**Task requirements:** Swap "brown" for "gray" throughout the items below and reproduce them with all other text unchanged. Omit the pictures from your answer.

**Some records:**
## start

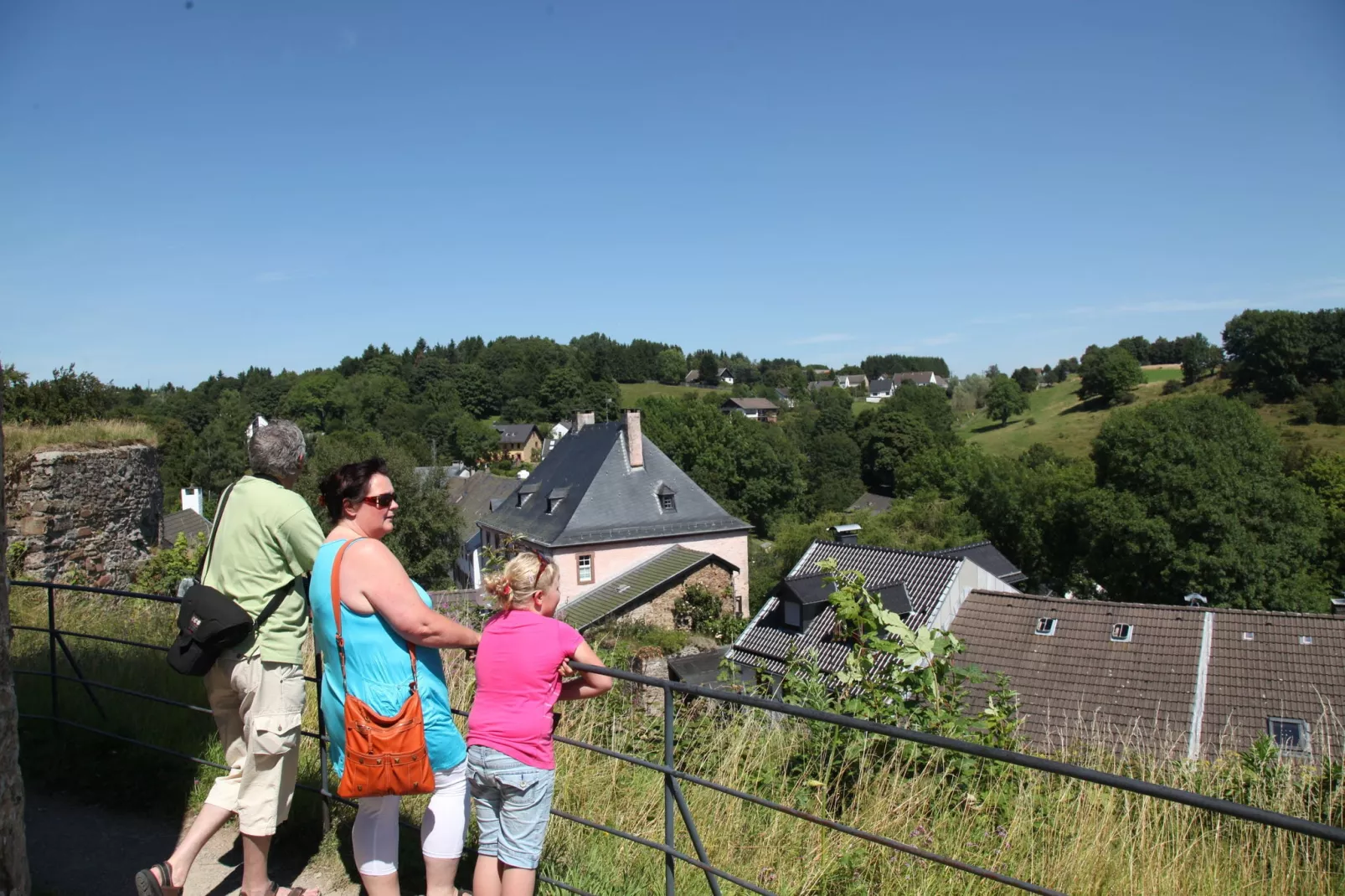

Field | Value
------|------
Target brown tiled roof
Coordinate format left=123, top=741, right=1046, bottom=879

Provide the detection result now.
left=952, top=590, right=1203, bottom=749
left=1201, top=610, right=1345, bottom=752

## end

**Reply:**
Field | Value
------|------
Target gray tiled roof
Coordinate format left=123, top=741, right=1046, bottom=879

Provide the detection result now.
left=952, top=590, right=1203, bottom=749
left=1201, top=610, right=1345, bottom=752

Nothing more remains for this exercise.